#### Saved data entries:
· · · · ·
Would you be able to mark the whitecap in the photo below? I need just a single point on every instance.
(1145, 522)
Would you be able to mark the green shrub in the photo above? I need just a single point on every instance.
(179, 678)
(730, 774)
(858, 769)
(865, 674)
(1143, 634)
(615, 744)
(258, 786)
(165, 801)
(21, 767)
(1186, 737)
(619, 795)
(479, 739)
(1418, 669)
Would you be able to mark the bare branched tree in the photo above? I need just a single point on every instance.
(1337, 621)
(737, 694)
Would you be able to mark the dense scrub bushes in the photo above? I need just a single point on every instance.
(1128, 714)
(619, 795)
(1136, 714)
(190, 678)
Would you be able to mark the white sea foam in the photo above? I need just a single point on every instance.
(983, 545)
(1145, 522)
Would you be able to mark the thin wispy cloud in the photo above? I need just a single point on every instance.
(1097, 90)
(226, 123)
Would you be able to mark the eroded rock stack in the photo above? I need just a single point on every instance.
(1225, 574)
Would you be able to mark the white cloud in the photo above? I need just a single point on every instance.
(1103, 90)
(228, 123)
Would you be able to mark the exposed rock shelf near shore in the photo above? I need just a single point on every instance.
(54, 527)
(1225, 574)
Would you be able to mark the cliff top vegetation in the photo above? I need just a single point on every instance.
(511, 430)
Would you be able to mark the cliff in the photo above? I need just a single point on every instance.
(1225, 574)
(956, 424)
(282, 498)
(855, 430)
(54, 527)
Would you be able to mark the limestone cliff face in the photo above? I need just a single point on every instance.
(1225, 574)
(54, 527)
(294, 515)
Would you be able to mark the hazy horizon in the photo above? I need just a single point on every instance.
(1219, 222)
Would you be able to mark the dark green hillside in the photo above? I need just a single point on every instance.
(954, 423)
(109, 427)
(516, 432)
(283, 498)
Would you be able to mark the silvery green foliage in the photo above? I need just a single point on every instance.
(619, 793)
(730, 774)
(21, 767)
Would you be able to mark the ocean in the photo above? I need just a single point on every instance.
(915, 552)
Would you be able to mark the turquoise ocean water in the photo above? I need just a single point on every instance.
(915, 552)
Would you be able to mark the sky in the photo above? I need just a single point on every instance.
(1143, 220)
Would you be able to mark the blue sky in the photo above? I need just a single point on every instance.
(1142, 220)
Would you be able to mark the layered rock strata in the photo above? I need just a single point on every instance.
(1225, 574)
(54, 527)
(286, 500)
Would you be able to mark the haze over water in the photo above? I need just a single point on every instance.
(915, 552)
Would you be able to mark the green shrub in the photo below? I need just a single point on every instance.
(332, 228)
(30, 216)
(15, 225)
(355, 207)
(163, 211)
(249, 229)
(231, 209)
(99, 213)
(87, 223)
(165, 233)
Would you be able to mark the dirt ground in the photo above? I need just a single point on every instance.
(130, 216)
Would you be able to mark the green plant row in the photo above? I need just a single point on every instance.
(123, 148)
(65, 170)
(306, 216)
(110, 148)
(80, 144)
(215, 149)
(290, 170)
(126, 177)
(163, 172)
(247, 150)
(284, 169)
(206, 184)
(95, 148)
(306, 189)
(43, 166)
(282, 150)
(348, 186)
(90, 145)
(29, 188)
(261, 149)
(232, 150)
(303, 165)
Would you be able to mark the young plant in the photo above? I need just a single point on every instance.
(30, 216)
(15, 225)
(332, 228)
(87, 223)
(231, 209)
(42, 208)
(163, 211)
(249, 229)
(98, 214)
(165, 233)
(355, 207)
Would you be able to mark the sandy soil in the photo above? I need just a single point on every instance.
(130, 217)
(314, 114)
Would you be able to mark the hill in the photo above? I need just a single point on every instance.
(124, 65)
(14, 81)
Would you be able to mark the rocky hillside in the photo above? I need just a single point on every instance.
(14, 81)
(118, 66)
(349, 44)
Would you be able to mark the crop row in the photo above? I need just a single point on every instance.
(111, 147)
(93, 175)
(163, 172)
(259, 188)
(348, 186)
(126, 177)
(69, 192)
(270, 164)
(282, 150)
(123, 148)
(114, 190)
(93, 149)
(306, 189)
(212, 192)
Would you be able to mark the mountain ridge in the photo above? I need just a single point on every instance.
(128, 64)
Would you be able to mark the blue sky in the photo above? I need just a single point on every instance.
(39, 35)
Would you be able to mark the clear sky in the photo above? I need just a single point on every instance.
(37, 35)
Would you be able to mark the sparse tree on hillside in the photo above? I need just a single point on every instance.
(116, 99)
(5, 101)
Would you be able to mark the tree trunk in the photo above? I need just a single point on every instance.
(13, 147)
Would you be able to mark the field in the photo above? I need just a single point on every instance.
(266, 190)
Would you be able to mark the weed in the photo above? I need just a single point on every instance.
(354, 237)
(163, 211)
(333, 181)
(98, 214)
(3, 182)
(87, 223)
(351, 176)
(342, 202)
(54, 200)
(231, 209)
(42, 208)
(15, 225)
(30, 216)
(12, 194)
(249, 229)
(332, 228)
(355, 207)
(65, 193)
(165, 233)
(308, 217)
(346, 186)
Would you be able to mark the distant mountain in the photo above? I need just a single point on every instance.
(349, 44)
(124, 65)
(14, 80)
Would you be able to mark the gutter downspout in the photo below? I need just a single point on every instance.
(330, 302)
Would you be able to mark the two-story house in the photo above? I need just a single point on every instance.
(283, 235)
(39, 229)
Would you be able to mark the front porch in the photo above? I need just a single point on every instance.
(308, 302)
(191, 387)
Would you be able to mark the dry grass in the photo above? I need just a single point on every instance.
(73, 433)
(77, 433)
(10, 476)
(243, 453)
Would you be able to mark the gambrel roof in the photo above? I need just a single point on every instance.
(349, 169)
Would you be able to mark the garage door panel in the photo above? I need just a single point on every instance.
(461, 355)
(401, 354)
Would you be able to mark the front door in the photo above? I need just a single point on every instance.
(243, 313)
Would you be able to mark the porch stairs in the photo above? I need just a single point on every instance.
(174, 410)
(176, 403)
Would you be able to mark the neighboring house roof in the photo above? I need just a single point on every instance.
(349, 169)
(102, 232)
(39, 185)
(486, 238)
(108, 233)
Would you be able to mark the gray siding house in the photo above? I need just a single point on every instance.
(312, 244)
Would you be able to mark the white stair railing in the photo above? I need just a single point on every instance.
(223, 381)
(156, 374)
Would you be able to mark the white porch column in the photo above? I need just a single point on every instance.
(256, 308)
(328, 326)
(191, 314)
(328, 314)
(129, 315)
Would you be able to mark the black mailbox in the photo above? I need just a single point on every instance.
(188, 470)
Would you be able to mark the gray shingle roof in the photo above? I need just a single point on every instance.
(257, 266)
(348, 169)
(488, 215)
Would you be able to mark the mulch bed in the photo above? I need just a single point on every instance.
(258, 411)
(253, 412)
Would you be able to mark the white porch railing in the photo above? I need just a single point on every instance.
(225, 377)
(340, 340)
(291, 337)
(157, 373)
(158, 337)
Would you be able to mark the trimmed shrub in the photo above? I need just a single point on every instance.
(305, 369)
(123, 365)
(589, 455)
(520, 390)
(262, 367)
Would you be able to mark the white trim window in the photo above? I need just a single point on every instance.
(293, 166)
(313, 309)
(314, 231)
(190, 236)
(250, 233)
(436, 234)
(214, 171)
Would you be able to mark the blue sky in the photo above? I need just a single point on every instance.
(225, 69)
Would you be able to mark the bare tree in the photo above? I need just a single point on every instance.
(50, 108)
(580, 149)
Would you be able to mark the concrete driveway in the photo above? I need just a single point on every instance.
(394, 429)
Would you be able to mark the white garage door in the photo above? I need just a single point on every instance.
· · · · ·
#### Directions:
Every line above must be reproduced exactly as it stands.

#### Result for this task:
Would you be able to mark the whitecap in the photo below? I need just a single point on every instance.
(1145, 522)
Would you be able to mark the green shrub in the photo above? I need just a single point on every instance.
(179, 678)
(730, 774)
(858, 769)
(865, 674)
(1143, 634)
(615, 744)
(258, 786)
(165, 801)
(21, 767)
(1186, 737)
(619, 795)
(479, 739)
(1418, 669)
Would you be able to mark the bare branched tree in the photo above? I need just a single point on every instance.
(1337, 621)
(737, 694)
Would you be able to mark the dense scrub bushes in the photo above? I need just a single point on every instance.
(1128, 714)
(619, 795)
(1136, 714)
(190, 678)
Would you be able to mark the white sea foam in the photo above? I need just a single point on every instance.
(983, 545)
(1145, 522)
Would you be able to mark the thin wispy cloud in the photo above? I need just a single point on every instance.
(1097, 90)
(226, 123)
Would you be able to mark the eroded rock stack in the photo above? I need just a single point on every instance.
(1225, 574)
Would you be able to mark the white cloud in the photo above? I need just a single point on every instance.
(1103, 90)
(228, 123)
Would you be able to mark the exposed rock shelf near shore in the photo above? I need just a single point on every instance.
(54, 527)
(1225, 574)
Would you be able to mark the cliff top vegetation in the photo above? I need just a single point on every instance.
(511, 430)
Would you be able to mark the cliff in the photo above? I need just a single point on every instance.
(1225, 574)
(956, 424)
(282, 498)
(855, 430)
(54, 527)
Would you be able to mark the limestone cliff face in the photo above? I need just a single point on every instance.
(1225, 574)
(54, 527)
(294, 515)
Would you be able to mark the hazy horizon in the photo above? I need just a single point on every instance.
(1219, 222)
Would you be able to mark the dark green hillside in the photo above? I need just a single point on every instance.
(954, 423)
(109, 427)
(516, 432)
(283, 498)
Would you be able to mark the silvery green foliage in the photo above? I need just a single point on every instance.
(619, 793)
(730, 774)
(21, 767)
Would you be able to mark the ocean in the photo above? I need just a single point on every instance.
(915, 552)
Would you be able to mark the turquoise ocean water in the photo above? I need just a single point on every instance.
(915, 552)
Would you be able to mark the sky in the photo above? I need just a single point on every instance.
(1143, 220)
Would you be able to mark the blue sky in the photo above? I need just a single point on every instance.
(1142, 220)
Would you be able to mark the layered rock strata in the photo above? I need just a single point on every instance.
(1225, 574)
(54, 527)
(286, 500)
Would you be able to mark the haze over water in the photo above? I need just a single point on every instance.
(915, 552)
Would you be able to mark the green shrub in the photo below? I need just a single point on every instance.
(332, 228)
(30, 216)
(15, 225)
(355, 207)
(163, 211)
(249, 229)
(231, 209)
(99, 213)
(87, 223)
(165, 233)
Would you be able to mark the dirt ground in the photo above? I need just a single point on every instance.
(130, 216)
Would you be able to mark the green plant row in the photo above? I need just a single point on every instance.
(123, 148)
(65, 170)
(306, 216)
(110, 148)
(80, 144)
(215, 149)
(290, 170)
(126, 177)
(163, 172)
(247, 150)
(284, 169)
(206, 184)
(95, 148)
(306, 189)
(43, 166)
(282, 150)
(348, 186)
(90, 145)
(29, 188)
(261, 149)
(232, 150)
(303, 165)
Would you be able to mark the young plant in the photo above? I need just a single point on every instance.
(30, 216)
(15, 225)
(332, 228)
(87, 223)
(231, 209)
(42, 208)
(163, 211)
(249, 229)
(98, 214)
(165, 233)
(355, 207)
Would you be able to mark the sandy soil in the photo above? I need just a single point on every instance.
(130, 217)
(314, 114)
Would you be able to mark the hill in the photo above? I need just a single point on every instance.
(124, 65)
(14, 81)
Would you be able to mark the rocky hillside in the photo above? I need just a single point on every instance.
(14, 81)
(118, 66)
(349, 44)
Would you be able to mark the crop row in the photo above? I need just a single point on every instance.
(111, 147)
(93, 175)
(163, 172)
(259, 188)
(348, 186)
(126, 177)
(69, 192)
(270, 164)
(282, 150)
(123, 148)
(114, 190)
(93, 149)
(306, 189)
(212, 192)
Would you be able to mark the mountain ridge in the photo above? I need just a single point on every instance.
(128, 64)
Would you be able to mark the blue sky in the photo above? I need just a single point on every instance.
(39, 35)
Would you be able to mark the clear sky in the photo above? I need just a single point on every instance.
(37, 35)
Would you be able to mark the sparse tree on hillside in the photo above? I need just a single point on every instance.
(116, 99)
(5, 101)
Would you be able to mark the tree trunk in the photo above? I need just a single point on every instance.
(13, 147)
Would you be able to mark the field in the photo above? I need just a single point on every instance.
(266, 190)
Would you be able to mark the weed in the photo above? I need just a single point on every instance.
(354, 237)
(163, 211)
(333, 181)
(98, 214)
(3, 182)
(87, 223)
(351, 176)
(342, 202)
(54, 200)
(231, 209)
(42, 208)
(15, 225)
(30, 216)
(12, 194)
(249, 229)
(332, 228)
(355, 207)
(65, 193)
(165, 233)
(308, 217)
(346, 186)
Would you be able to mark the distant mountain in the photo above? I need just a single point on every instance.
(349, 44)
(124, 65)
(14, 80)
Would you be able to mark the gutter downspout in the photo below? I need just a single point on every instance.
(330, 302)
Would you be able to mark the two-story house in the photo above? I need just a single point on every instance.
(283, 235)
(39, 229)
Would you be able to mark the front porch in the photo above? I need just a single point on every instance.
(308, 302)
(191, 387)
Would you be able to mark the dry grass in the photo above? I need just a single point on every instance.
(73, 433)
(77, 433)
(10, 476)
(243, 453)
Would you be able to mark the gambrel roof in the photo above? I need just a single point on every instance.
(349, 169)
Would you be able to mark the garage door panel in the photo above? I need just a single point on every instance.
(461, 355)
(401, 354)
Would you be able to mark the front door in the photo above? I need just a single point on every instance.
(243, 313)
Would you be able to mark the porch stairs in the photo above? I need just a single point on every instance.
(174, 410)
(176, 403)
Would you be able to mark the neighboring house roof in the photo above? I need just a single point on every instance.
(349, 169)
(102, 232)
(39, 185)
(486, 238)
(108, 233)
Would you be able to mark the gray siding house in the photo above? I need just a single point on every instance.
(312, 244)
Would you be able to mark the white stair railing in the photo above? I need just a single point on every instance.
(223, 381)
(156, 374)
Would you be able to mark the white porch column in the photo above? I need just a single point on every instance.
(256, 308)
(328, 326)
(191, 314)
(328, 314)
(129, 315)
Would you be able to mark the black mailbox in the photo above? I need just a single point on every instance.
(188, 470)
Would you be able to mark the gray shingle roof in the photo above? I need just a single point on every instance.
(257, 266)
(348, 169)
(488, 215)
Would you be able to mark the mulch bed in the photo above? I need just a single point on every instance.
(258, 411)
(253, 412)
Would you be able to mark the white porch railing in the photo above? I need just a single point on every instance.
(225, 377)
(340, 340)
(291, 337)
(157, 373)
(158, 337)
Would you be able to mark the trimmed shrub in the photo above? I need just a single point on every instance.
(305, 369)
(123, 365)
(589, 455)
(520, 390)
(262, 367)
Would you be able to mark the white trim window in the photo above? I need just a single point on every instance.
(293, 166)
(313, 309)
(314, 231)
(190, 236)
(250, 233)
(436, 234)
(214, 171)
Would you be able to mark the blue sky in the photo above? I need just a single point on every instance.
(225, 69)
Would you be able to mark the bare tree in the photo above? I need just a single point on every instance.
(50, 108)
(580, 149)
Would you be able to mark the concrete driveway in the photo above? I need just a single point on every instance.
(394, 429)
Would you be able to mark the white garage door in the photo above? I need just a single point on every instance.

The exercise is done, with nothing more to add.